Fifteen years of reliability from Kiewit’s most trusted crawler crane
Every machine has a story. For one Liebherr LR 1300 SX crawler crane, the story spans 15 years, nearly 30,000 operating hours and some of Kiewit’s most iconic projects.
Meet Unit #137971 — a 2010 Liebherr LR 1300 SX lattice boom crawler crane. Purchased in May 2010 with a 300-metric-ton capacity and a $2.5 million price tag, it joined the fleet as part of Kiewit’s strategy to own the heavy equipment needed for the company’s most complex projects.
Fifteen years later, #137971 has fulfilled that role time and again. From highways in Maryland to power plants in New Jersey and Illinois to emergency spillway repairs in California, it has traveled the country and even been rebuilt for a second life. Its journey is more than the story of one crane. It’s proof of how Kiewit’s approach to equipment ownership turns machines into long-term assets.
A reliable start
Unit #137971 began its career on the Intercounty Connector (ICC) Contract B in Maryland, one of the state’s largest design-build highway projects. Crews were tasked with building a seven-mile toll road through heavily protected environmental areas. For the crane, that meant working in tight zones surrounded by erosion controls that required constant upkeep.
It was a debut that required precision, and, like so many first projects at Kiewit, it set the tone. The LR 1300 SX delivered and earned its place in the rotation for more.
The bread and butter
At the Woodbridge Energy Center in New Jersey, it helped build a 725-megawatt natural gas-fueled power facility on the site of a former chemical plant. The work transformed a contaminated brownfield into a state-of-the-art clean energy hub capable of powering more than 700,000 homes. The site was tight and the schedule fast, requiring precise lifts the crane was built to handle.
Assignments like these cemented the LR 1300 SX’s role.
“We always joke that the 1300 is our bread and butter,” said Brayden Pulver, equipment superintendent. “It’s going to be on every power job, and we have them everywhere. It’s our biggest in terms of quantity, and it’s the one we use the most.”
Moving an LR 1300, Pulver added, is its own kind of performance. “It’s well-choreographed — making sure everything’s in the right spot at the right time and being as prepared as we can when it gets there,” he said. “Moving a 1300 takes anywhere from 18 to 28 truckloads. Our trucking team knows what to expect, and overall they’re pretty easy to move for what they are.”
Reliability turned into reputation. The LR 1300 SX became a familiar sight on Kiewit jobsites, requested by superintendents who valued its consistency.
“The 1300 is the favorite lattice boom crawler crane of our operations by a wide margin,” said Mike Reid, crane region director. “They know how it works, and they have comfort in its capabilities and reliability.”
========
→ **PROBLEMS TO SOLVE**:
[A] Put the entries into a numbered list, from their start through the line containing "[[[173,83],[173,66],[167,66],[160,68],[160,87],[176,87]]]", both ends included. Skip blank lines and leave the pictures out.
[B] Write what follows the last sentence of the article about Kiewit's LR 1300 SX crawler crane.
========
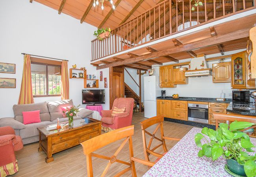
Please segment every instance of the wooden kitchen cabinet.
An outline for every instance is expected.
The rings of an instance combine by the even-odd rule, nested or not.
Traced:
[[[173,83],[173,66],[167,66],[160,68],[160,87],[176,87]]]
[[[255,88],[255,81],[250,79],[250,69],[248,68],[248,55],[245,52],[234,54],[231,57],[231,87],[232,88]]]
[[[187,70],[187,68],[173,69],[173,83],[174,84],[188,83],[188,77],[185,76],[185,71]]]
[[[213,83],[231,81],[231,62],[212,64],[212,81]]]

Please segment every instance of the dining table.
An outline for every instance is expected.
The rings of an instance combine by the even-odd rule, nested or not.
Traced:
[[[198,156],[198,152],[201,148],[196,145],[195,136],[197,133],[201,133],[202,129],[197,127],[191,129],[143,176],[232,176],[224,169],[226,160],[223,157],[213,161],[212,159],[205,156]],[[202,144],[207,142],[204,139],[201,140]],[[250,140],[256,145],[256,138],[251,138]],[[256,151],[255,148],[252,149]]]

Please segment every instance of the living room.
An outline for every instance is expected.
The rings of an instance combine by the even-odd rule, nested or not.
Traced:
[[[201,142],[195,138],[197,133],[209,136],[204,131],[206,129],[216,133],[217,129],[222,130],[222,125],[226,123],[231,125],[230,133],[234,133],[239,129],[230,130],[231,122],[236,120],[248,123],[240,129],[244,136],[236,138],[243,142],[248,140],[248,135],[251,142],[247,146],[249,148],[242,146],[240,149],[248,150],[250,155],[255,156],[248,150],[256,149],[256,114],[252,98],[254,95],[256,98],[256,56],[249,52],[256,45],[256,27],[252,28],[256,24],[255,0],[237,0],[237,4],[236,1],[223,3],[215,0],[197,3],[185,0],[171,3],[171,0],[150,1],[0,2],[0,65],[3,67],[0,70],[0,155],[4,157],[0,157],[0,177],[100,176],[102,173],[102,176],[194,176],[196,174],[237,176],[226,162],[231,156],[221,150],[216,161],[217,155],[209,156],[206,153],[202,155],[206,157],[201,158],[198,152],[202,145],[200,147]],[[237,11],[232,10],[234,1]],[[193,6],[195,3],[197,5]],[[191,13],[192,7],[197,13]],[[176,15],[171,13],[174,11]],[[223,15],[219,15],[223,11]],[[191,16],[196,13],[202,17]],[[165,18],[171,16],[171,20]],[[211,21],[206,21],[212,17]],[[153,18],[156,19],[152,22]],[[116,19],[120,22],[115,21]],[[191,20],[195,23],[197,20],[197,23],[193,25],[195,26],[191,26]],[[189,21],[191,26],[186,27],[185,23],[189,24]],[[238,24],[234,29],[225,28],[232,24]],[[167,32],[168,26],[172,25]],[[178,27],[182,26],[183,28],[178,31]],[[109,36],[103,40],[93,35],[98,29],[109,27],[111,28]],[[251,43],[247,44],[250,40]],[[235,85],[233,81],[241,79],[233,76],[236,65],[232,62],[237,56],[243,60],[244,70],[241,77],[246,80]],[[190,68],[193,67],[192,59],[201,57],[204,63],[200,61],[198,66],[203,65],[202,69],[210,73],[202,77],[185,77],[186,71],[195,72]],[[223,68],[227,63],[228,66],[220,70],[220,75],[228,75],[227,77],[215,83],[217,71],[213,70],[218,67],[213,65],[223,65]],[[204,68],[204,65],[207,66]],[[6,67],[12,70],[6,71]],[[162,68],[167,70],[168,67],[169,70],[161,74]],[[175,83],[178,75],[174,71],[179,70],[182,70],[184,76],[181,77],[184,83]],[[41,74],[41,79],[36,78],[37,74]],[[164,81],[161,82],[163,74]],[[53,77],[50,79],[52,77],[56,79],[54,82]],[[154,90],[156,94],[151,106],[147,104],[148,97],[144,93],[150,94],[152,88],[145,87],[148,85],[144,81],[152,82],[147,78],[154,77],[156,80],[152,83],[158,88]],[[39,84],[39,80],[43,82]],[[11,84],[5,85],[8,81]],[[95,81],[93,85],[93,81]],[[237,86],[240,84],[243,86]],[[88,101],[88,95],[83,96],[82,92],[88,90],[93,90],[90,94],[101,90],[99,94],[104,94],[100,97],[104,101]],[[245,94],[245,97],[250,94],[252,98],[248,101],[235,98],[236,93]],[[177,93],[180,95],[172,96]],[[240,103],[246,102],[252,109],[235,110],[232,104],[235,99],[240,99]],[[207,105],[206,117],[199,118],[207,119],[207,122],[189,120],[192,117],[189,112],[193,111],[189,111],[190,103]],[[230,106],[233,109],[228,109]],[[36,116],[30,114],[34,111],[38,111]],[[150,112],[149,117],[146,116],[148,111]],[[27,120],[26,112],[28,112]],[[41,122],[41,125],[33,126]],[[249,132],[252,129],[253,133]],[[6,135],[1,131],[10,133]],[[214,140],[217,142],[220,140]],[[202,140],[202,143],[206,142]],[[243,158],[242,174],[255,176],[256,157]],[[179,164],[179,160],[184,160],[187,164]],[[245,165],[247,161],[251,164]],[[199,165],[205,162],[207,165]],[[251,168],[249,172],[248,166]],[[193,171],[195,168],[199,171]]]

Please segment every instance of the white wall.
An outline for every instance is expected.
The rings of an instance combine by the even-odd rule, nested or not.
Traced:
[[[17,103],[22,78],[23,55],[21,53],[69,60],[68,68],[76,64],[85,67],[87,74],[99,70],[90,65],[91,41],[96,28],[33,1],[0,1],[0,62],[16,64],[15,74],[0,73],[0,77],[16,79],[16,88],[0,88],[0,117],[13,116],[13,105]],[[108,77],[108,69],[103,70]],[[74,104],[82,104],[82,79],[69,79],[70,98]],[[104,88],[100,81],[100,88]],[[60,97],[35,98],[35,102],[57,100]],[[106,104],[109,107],[109,89],[106,90]],[[85,105],[82,105],[84,107]]]

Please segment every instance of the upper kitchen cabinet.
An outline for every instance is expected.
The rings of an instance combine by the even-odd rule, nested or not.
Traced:
[[[174,84],[188,83],[188,77],[185,76],[185,71],[187,70],[187,68],[173,69],[173,83]]]
[[[232,88],[255,88],[255,81],[250,80],[250,66],[246,52],[236,53],[231,57],[231,86]]]
[[[231,62],[212,64],[212,81],[213,83],[231,81]]]
[[[173,83],[173,66],[161,66],[159,69],[160,87],[176,87]]]

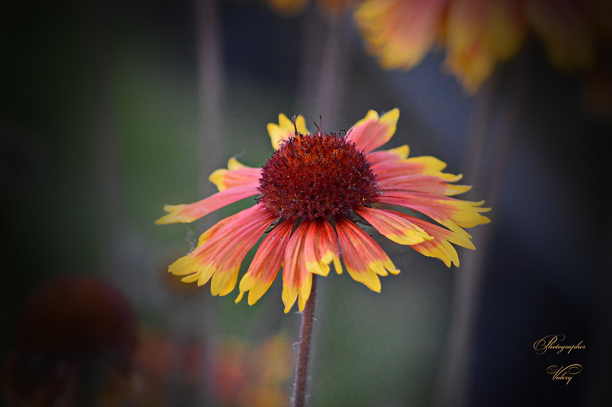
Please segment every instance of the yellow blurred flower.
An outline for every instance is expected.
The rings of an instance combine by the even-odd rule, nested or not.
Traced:
[[[529,29],[551,62],[565,70],[590,67],[595,48],[612,38],[612,2],[604,0],[368,0],[355,18],[368,50],[386,69],[410,69],[436,43],[469,91],[517,53]]]
[[[222,343],[215,363],[215,392],[223,407],[289,404],[293,372],[288,338],[278,334],[257,345],[237,339]]]

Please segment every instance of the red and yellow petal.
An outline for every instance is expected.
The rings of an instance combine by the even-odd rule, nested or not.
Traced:
[[[491,222],[480,214],[490,211],[490,208],[480,207],[484,201],[472,202],[421,192],[394,191],[383,192],[376,197],[376,201],[418,211],[455,231],[460,228],[471,228]]]
[[[374,239],[351,220],[337,218],[336,231],[346,271],[356,281],[380,293],[378,276],[400,272]]]
[[[195,249],[168,267],[181,281],[205,284],[211,278],[211,292],[224,296],[234,286],[244,256],[275,215],[259,205],[245,209],[229,220],[224,219],[204,233]]]
[[[461,177],[460,174],[456,177],[456,179],[458,180]],[[447,181],[431,175],[412,174],[384,178],[378,180],[378,185],[383,191],[412,191],[447,196],[463,193],[472,188],[468,185],[448,184]]]
[[[529,24],[543,40],[554,65],[570,72],[592,65],[593,30],[580,2],[531,0],[524,7]]]
[[[340,265],[338,237],[334,228],[327,220],[315,220],[310,222],[304,242],[304,260],[306,270],[324,277],[329,274],[329,264],[338,274],[342,273]]]
[[[394,211],[362,207],[355,209],[355,213],[365,219],[381,234],[400,244],[416,244],[433,239],[422,228]]]
[[[429,175],[449,182],[461,179],[461,175],[442,173],[446,163],[431,155],[421,155],[402,160],[387,160],[372,165],[377,179],[382,182],[389,178],[406,175]]]
[[[248,291],[248,305],[252,305],[266,293],[280,269],[285,250],[289,242],[293,222],[286,220],[272,230],[261,241],[251,265],[240,280],[240,294],[236,299],[239,302]]]
[[[306,129],[306,121],[301,114],[296,118],[296,125],[285,114],[278,114],[278,124],[268,123],[267,130],[272,141],[272,146],[275,150],[278,149],[280,145],[296,135],[296,127],[297,132],[301,134],[310,134]]]
[[[410,148],[406,144],[390,150],[379,150],[368,153],[368,161],[371,165],[378,164],[384,161],[395,162],[408,158],[410,154]]]
[[[368,43],[386,69],[410,69],[429,51],[438,34],[448,0],[369,0],[355,13]]]
[[[192,222],[226,205],[259,193],[256,184],[244,185],[223,190],[192,204],[166,205],[163,210],[168,214],[155,223],[156,225],[165,225]]]
[[[289,312],[299,297],[298,306],[304,311],[312,288],[312,274],[306,269],[304,254],[306,237],[311,221],[302,222],[289,240],[283,263],[283,293],[285,313]]]
[[[447,267],[450,267],[451,263],[459,267],[459,256],[451,243],[472,250],[476,248],[469,240],[469,236],[466,234],[444,229],[427,220],[408,215],[403,216],[407,218],[411,218],[410,220],[412,223],[422,227],[433,237],[431,241],[412,245],[411,247],[425,256],[441,259]]]
[[[228,162],[227,170],[220,168],[214,171],[208,179],[219,191],[223,191],[236,187],[256,187],[261,176],[261,168],[247,166],[233,157]]]
[[[346,139],[355,143],[357,149],[367,154],[389,141],[395,133],[400,110],[390,110],[381,117],[374,110],[358,121],[346,133]]]

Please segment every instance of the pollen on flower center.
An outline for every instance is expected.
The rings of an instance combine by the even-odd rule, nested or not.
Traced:
[[[296,134],[263,166],[259,202],[287,219],[347,216],[378,193],[370,162],[338,133]]]

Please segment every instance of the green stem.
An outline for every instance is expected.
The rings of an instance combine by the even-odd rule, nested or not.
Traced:
[[[312,337],[312,325],[315,320],[315,299],[316,296],[316,274],[312,275],[312,288],[310,296],[306,302],[302,313],[302,326],[300,328],[300,347],[297,352],[297,366],[296,368],[296,381],[293,385],[293,406],[304,407],[306,405],[306,387],[308,381],[308,362],[310,360],[310,338]]]

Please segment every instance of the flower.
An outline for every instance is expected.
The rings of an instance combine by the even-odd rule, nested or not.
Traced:
[[[115,286],[63,277],[34,290],[4,365],[10,406],[118,406],[134,391],[136,319]]]
[[[310,133],[304,118],[292,122],[284,114],[267,125],[275,151],[260,168],[230,159],[227,170],[210,180],[219,192],[190,204],[166,205],[157,223],[189,222],[248,196],[256,203],[222,220],[200,237],[193,252],[168,271],[182,281],[211,280],[213,295],[229,294],[236,286],[241,263],[268,230],[240,282],[236,302],[248,291],[255,304],[270,287],[283,265],[282,300],[288,312],[296,299],[304,310],[312,274],[326,276],[333,263],[379,292],[378,276],[400,272],[378,244],[358,226],[368,223],[382,234],[417,252],[459,265],[451,243],[474,248],[463,228],[489,221],[480,212],[483,201],[462,201],[451,195],[468,185],[449,184],[461,175],[442,173],[446,165],[433,157],[408,158],[408,146],[374,151],[395,132],[399,111],[379,117],[370,110],[343,135]],[[387,204],[418,211],[441,224],[401,212],[376,207]]]
[[[355,13],[357,25],[386,69],[410,69],[436,42],[446,64],[474,91],[495,65],[515,55],[531,28],[548,58],[565,70],[590,67],[595,45],[609,45],[611,9],[601,0],[368,0]]]

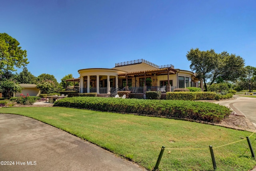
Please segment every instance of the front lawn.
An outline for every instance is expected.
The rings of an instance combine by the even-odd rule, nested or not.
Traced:
[[[236,141],[252,133],[195,122],[61,107],[2,107],[60,128],[151,170],[162,146],[163,171],[213,170],[209,145]],[[255,134],[250,137],[256,149]],[[207,149],[178,150],[176,149]],[[246,140],[214,149],[217,171],[245,171],[256,165]]]

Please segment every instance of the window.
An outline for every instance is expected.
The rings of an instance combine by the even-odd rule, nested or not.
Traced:
[[[170,85],[172,86],[172,80],[169,80]],[[164,86],[168,85],[168,80],[160,81],[160,86],[162,87]]]
[[[189,78],[188,77],[186,78],[186,87],[189,87]]]
[[[127,86],[129,87],[132,87],[132,79],[128,79],[128,81],[127,83]],[[122,85],[123,86],[123,87],[124,87],[126,86],[126,79],[123,79],[122,80]]]
[[[140,87],[143,87],[144,86],[144,78],[140,78]]]
[[[185,78],[184,77],[178,77],[179,80],[179,88],[185,88]]]

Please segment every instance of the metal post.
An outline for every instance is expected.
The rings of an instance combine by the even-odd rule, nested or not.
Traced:
[[[213,169],[215,170],[217,169],[216,166],[216,162],[215,161],[215,158],[214,158],[214,154],[213,153],[213,150],[212,149],[212,146],[209,145],[210,151],[211,153],[211,156],[212,157],[212,165],[213,165]]]
[[[250,149],[251,150],[251,153],[252,153],[252,156],[253,157],[254,157],[254,153],[253,152],[253,149],[252,149],[252,145],[251,144],[251,142],[250,141],[250,139],[249,138],[249,137],[246,137],[246,139],[247,139],[247,142],[248,142],[248,144],[249,144],[249,147],[250,147]]]
[[[156,162],[156,166],[155,166],[155,167],[154,168],[153,171],[155,171],[157,169],[158,169],[158,166],[159,165],[159,163],[160,163],[160,161],[161,161],[162,156],[163,155],[163,153],[164,153],[164,151],[165,148],[165,147],[164,146],[162,146],[162,147],[161,151],[160,151],[160,154],[159,154],[159,156],[158,156],[158,158],[157,159],[157,161]]]

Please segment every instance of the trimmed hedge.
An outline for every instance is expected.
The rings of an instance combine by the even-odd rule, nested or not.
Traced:
[[[58,93],[50,93],[49,94],[40,94],[38,95],[41,98],[46,98],[46,96],[48,95],[60,95],[60,94]]]
[[[166,99],[194,100],[196,99],[196,94],[189,91],[167,92]]]
[[[220,121],[232,112],[228,108],[217,104],[184,100],[76,97],[60,99],[54,105],[213,123]]]
[[[189,91],[189,90],[187,88],[175,88],[173,89],[174,91]]]
[[[68,95],[69,93],[78,93],[77,91],[62,91],[60,92],[60,94],[64,94],[64,95]]]
[[[188,87],[187,89],[188,89],[190,92],[202,92],[202,89],[201,88],[198,88],[197,87]]]
[[[214,100],[216,93],[213,92],[167,92],[167,100]]]
[[[148,91],[146,92],[146,97],[147,99],[161,99],[161,91]]]
[[[117,92],[117,94],[119,97],[122,97],[125,94],[126,98],[129,98],[131,95],[131,91],[120,91]]]
[[[68,97],[97,97],[97,93],[79,93],[76,92],[69,93]]]
[[[214,100],[216,96],[216,93],[214,92],[194,92],[196,94],[196,100]]]

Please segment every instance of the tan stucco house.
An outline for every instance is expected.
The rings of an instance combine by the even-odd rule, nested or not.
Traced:
[[[111,94],[118,90],[144,93],[147,91],[172,91],[176,88],[202,87],[193,72],[174,69],[172,65],[159,66],[143,59],[115,64],[112,68],[87,68],[78,71],[80,77],[67,80],[79,82],[80,93]],[[146,85],[147,78],[151,85]]]
[[[34,84],[20,84],[20,87],[23,88],[21,93],[16,93],[16,97],[19,96],[20,94],[23,94],[26,96],[27,93],[29,95],[38,96],[40,94],[40,89],[36,88],[36,85]]]

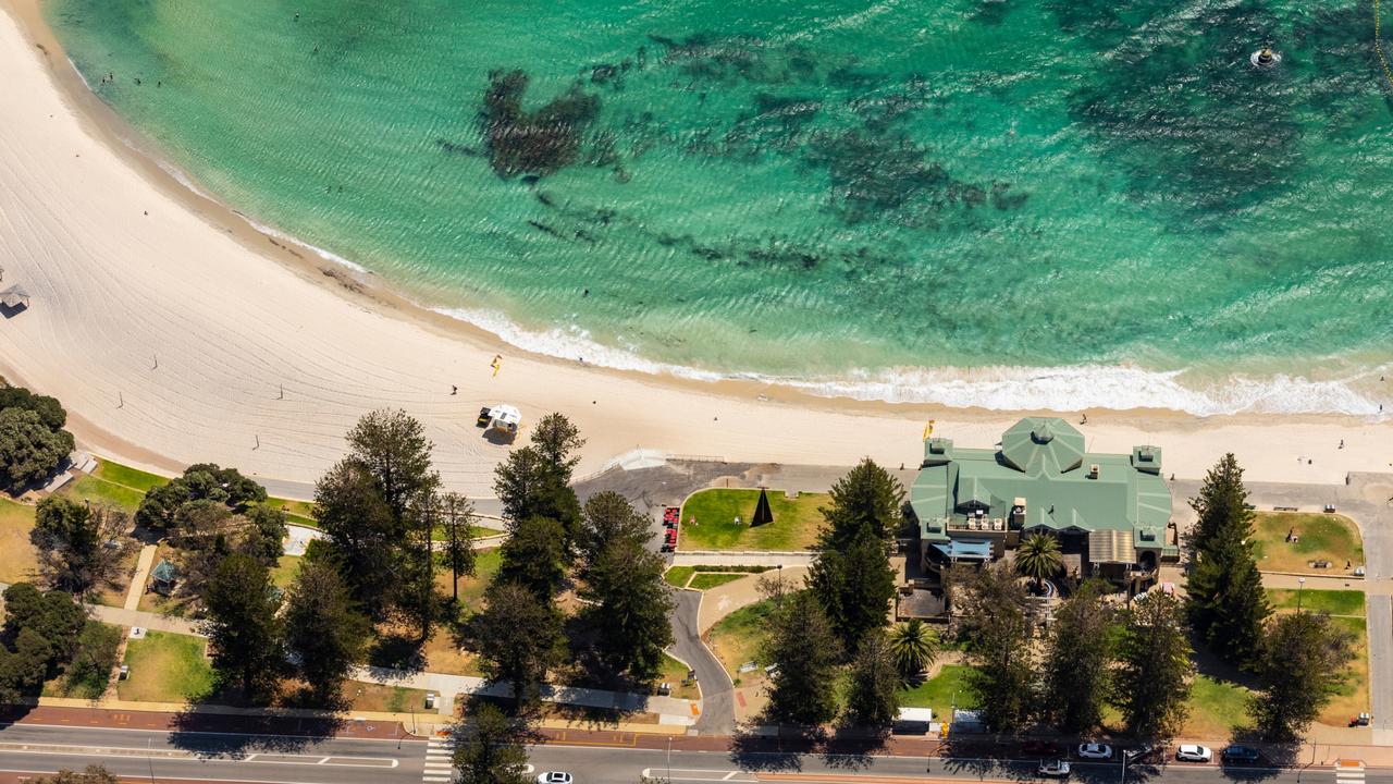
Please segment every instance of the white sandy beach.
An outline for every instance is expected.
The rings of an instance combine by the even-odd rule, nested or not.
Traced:
[[[0,319],[0,372],[63,400],[71,430],[99,453],[163,472],[213,460],[312,481],[357,417],[393,406],[428,424],[449,485],[489,494],[506,448],[483,441],[474,419],[500,400],[525,417],[559,410],[577,421],[589,439],[582,473],[638,446],[912,465],[928,419],[937,434],[986,446],[1018,416],[602,371],[521,354],[390,294],[348,292],[312,265],[325,262],[273,244],[121,146],[95,99],[64,93],[74,77],[61,54],[50,61],[35,43],[0,13],[0,265],[4,286],[33,297]],[[1348,417],[1089,412],[1082,430],[1095,451],[1158,444],[1180,477],[1226,451],[1254,480],[1333,483],[1393,460],[1393,424]]]

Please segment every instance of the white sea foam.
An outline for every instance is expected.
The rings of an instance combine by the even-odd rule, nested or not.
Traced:
[[[745,379],[790,386],[823,398],[937,403],[997,410],[1169,409],[1195,416],[1340,413],[1382,417],[1376,400],[1351,388],[1353,378],[1229,377],[1187,385],[1183,371],[1074,365],[1055,368],[898,368],[851,371],[836,378],[716,372],[644,359],[635,350],[605,346],[577,326],[529,331],[496,311],[433,308],[497,335],[520,349],[586,364],[699,381]]]

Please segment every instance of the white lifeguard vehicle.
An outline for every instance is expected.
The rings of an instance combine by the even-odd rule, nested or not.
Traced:
[[[518,427],[522,425],[522,412],[507,403],[485,406],[479,409],[479,419],[475,424],[483,428],[485,435],[497,432],[507,438],[515,438]]]

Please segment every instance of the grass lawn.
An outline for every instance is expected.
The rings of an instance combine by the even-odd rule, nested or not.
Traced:
[[[683,504],[678,550],[808,550],[823,522],[818,508],[829,504],[825,492],[801,494],[790,501],[781,491],[770,491],[775,522],[752,529],[749,520],[758,501],[758,490],[692,494]],[[737,516],[740,525],[736,525]]]
[[[726,615],[710,631],[706,632],[706,644],[720,660],[720,664],[730,672],[733,681],[740,682],[740,665],[747,661],[759,661],[759,646],[765,640],[769,629],[769,615],[775,611],[775,600],[766,598]]]
[[[1190,688],[1190,718],[1184,734],[1198,738],[1229,738],[1236,728],[1247,727],[1248,698],[1252,692],[1229,681],[1195,675]]]
[[[695,566],[669,566],[667,571],[663,572],[663,579],[673,587],[687,587],[687,580],[692,579],[692,575],[695,573]]]
[[[1297,593],[1290,589],[1268,589],[1268,601],[1277,610],[1295,610]],[[1301,610],[1354,615],[1364,618],[1364,591],[1360,590],[1302,590]]]
[[[213,689],[213,667],[203,658],[208,640],[189,635],[146,632],[125,646],[131,677],[117,685],[124,700],[187,702]]]
[[[0,583],[20,583],[39,569],[29,532],[33,506],[0,498]]]
[[[1354,660],[1350,661],[1344,684],[1334,691],[1334,698],[1316,721],[1346,727],[1351,716],[1369,710],[1369,636],[1364,618],[1330,618],[1330,621],[1354,635]]]
[[[720,587],[726,583],[736,582],[740,578],[748,578],[749,575],[731,575],[727,572],[701,572],[692,576],[692,582],[687,587],[696,590],[710,590],[713,587]]]
[[[352,704],[352,710],[379,713],[408,713],[415,710],[419,713],[426,709],[426,692],[422,689],[351,681],[344,684],[343,695]]]
[[[971,710],[976,707],[967,689],[967,674],[971,667],[944,664],[939,674],[914,688],[900,689],[900,704],[904,707],[932,707],[935,718],[951,718],[951,709]]]
[[[1364,564],[1364,540],[1354,520],[1343,515],[1258,512],[1254,519],[1254,555],[1266,572],[1329,575],[1344,572],[1344,562]],[[1295,530],[1297,543],[1287,544]],[[1330,561],[1329,569],[1312,569],[1309,561]]]

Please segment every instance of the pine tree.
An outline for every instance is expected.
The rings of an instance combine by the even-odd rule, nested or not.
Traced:
[[[586,566],[581,597],[593,604],[585,615],[600,631],[596,647],[614,672],[648,682],[663,668],[663,649],[673,644],[671,591],[666,564],[637,537],[612,540]]]
[[[1263,737],[1290,742],[1305,734],[1344,684],[1353,642],[1325,612],[1293,612],[1268,625],[1258,660],[1262,689],[1250,700]]]
[[[311,696],[332,703],[348,672],[364,661],[372,624],[358,611],[338,572],[326,562],[308,561],[290,586],[286,608],[286,647]]]
[[[822,551],[846,548],[862,530],[890,541],[904,522],[904,485],[869,458],[837,480],[829,495],[832,504],[818,509],[826,519],[818,537]]]
[[[1190,508],[1195,511],[1198,519],[1187,543],[1197,552],[1204,551],[1213,536],[1223,529],[1250,529],[1252,511],[1248,508],[1248,490],[1243,484],[1243,469],[1238,467],[1233,452],[1209,469],[1199,494],[1190,499]]]
[[[1045,713],[1059,728],[1082,732],[1098,727],[1107,700],[1113,614],[1102,589],[1088,582],[1055,611],[1042,674]]]
[[[900,672],[882,632],[861,640],[851,663],[847,691],[847,723],[854,727],[889,728],[900,713]]]
[[[783,598],[775,612],[762,657],[773,664],[768,718],[777,724],[816,725],[837,714],[837,663],[841,643],[809,591]]]
[[[1113,703],[1127,731],[1169,739],[1185,723],[1194,664],[1180,601],[1148,591],[1124,614],[1113,678]]]
[[[894,572],[885,541],[861,529],[846,550],[823,551],[808,571],[808,587],[850,654],[861,639],[886,625],[894,597]]]
[[[1190,537],[1195,550],[1185,586],[1191,628],[1220,658],[1243,668],[1255,665],[1262,625],[1272,614],[1252,555],[1247,497],[1243,469],[1226,455],[1191,502],[1199,522]]]
[[[510,582],[495,580],[488,603],[472,622],[479,664],[489,681],[513,686],[518,704],[529,703],[561,660],[561,614],[550,597]]]

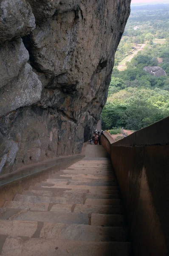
========
→ **THE RESULTS**:
[A]
1. Please segment every instance of the wooden kitchen cabinet.
2. An outline for every instance is expected.
3. The rings of an instance combine by the even-odd rule, nested or not.
4. Traced:
5. [[[173,83],[173,66],[167,66],[160,68],[160,87],[176,87]]]

[B]
Milestones along the way
From Maryland, #137971’s journey stretched into some of Kiewit’s most notable projects. At Cove Point — the first liquefied natural gas export facility on the U.S. East Coast — 58 cranes operated on a 54-acre site. Each crane had its own operational zone, overseen by a coordinator, a system modeled after air traffic control at an airport.
Years later, the crane was dispatched west to California’s Oroville Dam — the nation’s tallest — after heavy rains damaged the main spillway and put the emergency spillway at risk. With nearly 200,000 people evacuated downstream, Kiewit had just 165 days to rebuild 3,000 feet of spillway before winter. The LR 1300 SX joined the round-the-clock effort, supporting a project that placed more than 700,000 cubic yards of roller-compacted concrete under intense deadlines.
From there, its career stretched across the country — projects like Jackson Generation in Illinois and into Colorado on highway work at Flyway 470. Between each move, equipment teams carried out inspections and service so the crane arrived ready for its next assignment. Each project added not just hours and miles, but also credibility to its growing resume.
Rebuild, not retirement
By 2023, Unit #137971 had logged more than 25,000 hours. Some contractors would have retired it, but at Kiewit, the next step was a rebuild.
At one of Kiewit’s maintenance facilities, crews stripped the crane down to its frame, replacing key systems and components — including hydraulics, electrical wiring and a remanufactured engine. The cab was also refurbished, and a fresh coat of paint applied. After months of work, #137971 rolled out looking almost new, with the benefit of more than a decade of operating experience behind it.
Reid emphasized that rebuilding the LR 1300 is a practical, cost-effective decision.
“Our rebuild program gives us another 15,000 hours out of each machine,” Reid said. “We replace everything — engine, pumps, hoses, electrical — and even rebuild the cab so it feels like new. Our maintenance teams especially appreciate how much easier the Tier 3s are to work on. It’s the right move operationally.”
The LR 1300 SX operated inside the Brayton Point Closed Loop Cooling tower in Somerset, Massachusetts, where Kiewit engineered, procured and constructed a 1,575-megawatt conversion from open-to closed-cycle cooling. Completed in 2013, the project also added a new substation to improve efficiency and environmental performance.
Lessons in longevity
Today, Unit #137971 is hard at work at the Orange County Advanced Power Station in Texas, a 1,200-megawatt combined-cycle facility that will power more than 230,000 homes. In one of the nation’s largest industrial regions, the project marks another step toward more modern, efficient energy generation — and another chapter in the
crane’s career.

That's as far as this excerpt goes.